# Список заданий
1. Перескажите в виде краткого списка абзац исходного текста, начинающийся словами «Не стоит разбираться», сохранив его основные факты.
2. Согласно исходному тексту, в течение какого срока автору удавалось удерживать флот от позорного развала?
3. Выпишите все различные словоформы местоимений «Вы» и «Ваш», которые встречаются в исходном тексте.

# Исходный текст
----
Не стоит разбираться - это все в моих глазах детали - сущность одна - в
успехе или неуспехе. Не оправдывать же себя перед Вами "неизбежной
случайностью на море" или "независящими обстоятельствами". Вот почему я
думал, что я должен был уйти от Вас в дни октябрьского несчастья, почему я
решил, что Вы отвернетесь от меня после разрушения моих задач и планов в
апреле. В октябре Вы не оставили меня, две-три фразы Ваши сделали для меня
то, что никто не делал для меня [в] жизни, но теперь я вообразил, что Вы
отвернулись от меня. Я справился немедленно, как вступил на палубу корабля,
со своим отчаянием в военном деле. В часы горя и отчаяния я не привык падать
духом - я только делаюсь действительно жестоким и бессердечным, но эти слова
к Вам не могут быть применимы. Я работал очень много за это время, стараясь
найти в работе забвение, и мне удалось многое до сих пор выполнить и в
оперативном и политическом смысле. И до сего дня мне удалось в течение 3-х
месяцев удержать флот от позорного развала и создать ему имя части,
сохранившей известную дисциплину и организацию. Сегодня на флоте создалась
анархия, и я вторично обратился к правительству с указанием на необходимость
моей смены6.
----
[Элементы из источника данных]

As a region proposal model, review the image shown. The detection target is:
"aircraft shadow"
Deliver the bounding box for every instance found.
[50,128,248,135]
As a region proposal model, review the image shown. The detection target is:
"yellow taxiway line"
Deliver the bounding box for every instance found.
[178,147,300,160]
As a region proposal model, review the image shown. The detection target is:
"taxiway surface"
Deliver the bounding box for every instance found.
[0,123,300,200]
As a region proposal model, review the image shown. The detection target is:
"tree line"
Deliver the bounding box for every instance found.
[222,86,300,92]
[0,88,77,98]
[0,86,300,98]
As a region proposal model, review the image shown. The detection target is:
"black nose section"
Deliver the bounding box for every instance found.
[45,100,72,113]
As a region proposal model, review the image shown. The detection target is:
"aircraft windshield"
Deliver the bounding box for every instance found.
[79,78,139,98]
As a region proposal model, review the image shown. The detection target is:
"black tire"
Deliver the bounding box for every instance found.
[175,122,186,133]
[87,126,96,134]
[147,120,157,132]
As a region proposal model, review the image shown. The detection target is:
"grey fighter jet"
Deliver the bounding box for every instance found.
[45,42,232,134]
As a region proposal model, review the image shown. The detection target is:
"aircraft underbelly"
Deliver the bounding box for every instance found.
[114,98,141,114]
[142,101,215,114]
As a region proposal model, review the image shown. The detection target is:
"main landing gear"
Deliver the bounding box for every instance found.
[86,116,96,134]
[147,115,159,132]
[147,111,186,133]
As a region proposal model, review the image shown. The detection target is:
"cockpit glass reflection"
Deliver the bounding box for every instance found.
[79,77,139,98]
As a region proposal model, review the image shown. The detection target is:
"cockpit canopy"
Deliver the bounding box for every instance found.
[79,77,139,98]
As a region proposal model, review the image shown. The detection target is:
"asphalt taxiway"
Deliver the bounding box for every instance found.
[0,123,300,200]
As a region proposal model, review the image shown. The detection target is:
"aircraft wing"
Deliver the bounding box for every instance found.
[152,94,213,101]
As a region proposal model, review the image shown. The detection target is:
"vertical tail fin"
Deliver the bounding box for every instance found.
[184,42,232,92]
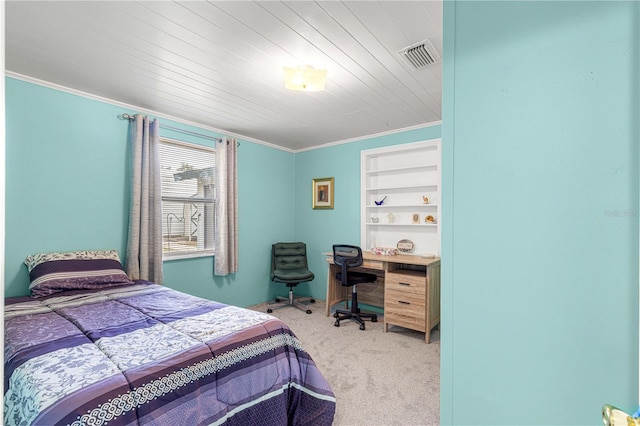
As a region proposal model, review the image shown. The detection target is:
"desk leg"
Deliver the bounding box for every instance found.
[325,264,348,316]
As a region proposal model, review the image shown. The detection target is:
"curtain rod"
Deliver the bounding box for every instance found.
[118,112,240,146]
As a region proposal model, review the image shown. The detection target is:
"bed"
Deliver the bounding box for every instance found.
[4,252,335,426]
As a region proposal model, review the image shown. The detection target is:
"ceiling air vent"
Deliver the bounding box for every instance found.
[398,40,440,70]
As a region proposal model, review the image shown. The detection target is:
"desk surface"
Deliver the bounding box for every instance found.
[325,251,440,266]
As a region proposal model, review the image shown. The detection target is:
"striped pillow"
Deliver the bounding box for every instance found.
[24,250,133,297]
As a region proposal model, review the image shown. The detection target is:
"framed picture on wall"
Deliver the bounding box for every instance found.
[313,178,334,209]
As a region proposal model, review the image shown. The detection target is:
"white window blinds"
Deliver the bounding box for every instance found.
[160,138,215,259]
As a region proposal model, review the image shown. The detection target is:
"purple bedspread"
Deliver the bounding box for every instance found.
[4,282,335,426]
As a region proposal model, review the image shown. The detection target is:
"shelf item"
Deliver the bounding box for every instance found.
[360,139,441,256]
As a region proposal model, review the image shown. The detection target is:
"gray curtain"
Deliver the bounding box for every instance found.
[214,138,238,275]
[126,114,162,284]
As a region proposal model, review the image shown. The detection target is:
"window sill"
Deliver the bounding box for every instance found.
[162,251,215,263]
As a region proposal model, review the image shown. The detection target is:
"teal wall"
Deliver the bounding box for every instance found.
[5,78,295,306]
[440,1,640,425]
[5,78,440,306]
[295,125,440,300]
----
# Ожидаемые ответы
1.
- Для автора важны не подробности, а лишь успех или неуспех, и он не хочет оправдываться случайностями на море или независящими обстоятельствами.
- Поэтому после октябрьского несчастья он думал, что должен уйти от адресата. Он также решил, что адресат отвернется от него после крушения его задач и планов в апреле.
- В октябре адресат его не оставил, и несколько фраз адресата значили для него больше, чем чьи-либо поступки в жизни. Теперь же ему показалось, что адресат от него отвернулся.
- С отчаянием в военном деле он справился сразу, как ступил на палубу корабля. В горе он не падает духом, а становится жестоким и бессердечным, но к адресату это не относится.
- Ища забвения в работе, он много трудился и многого добился в оперативном и политическом смысле.
- Три месяца он удерживал флот от позорного развала и сохранял в нем дисциплину и организацию.
- Теперь на флоте анархия, и он вторично обратился к правительству с просьбой о своей смене.

2. В течение трех месяцев.

3. Вами, Вас, Вы, Ваши, Вам.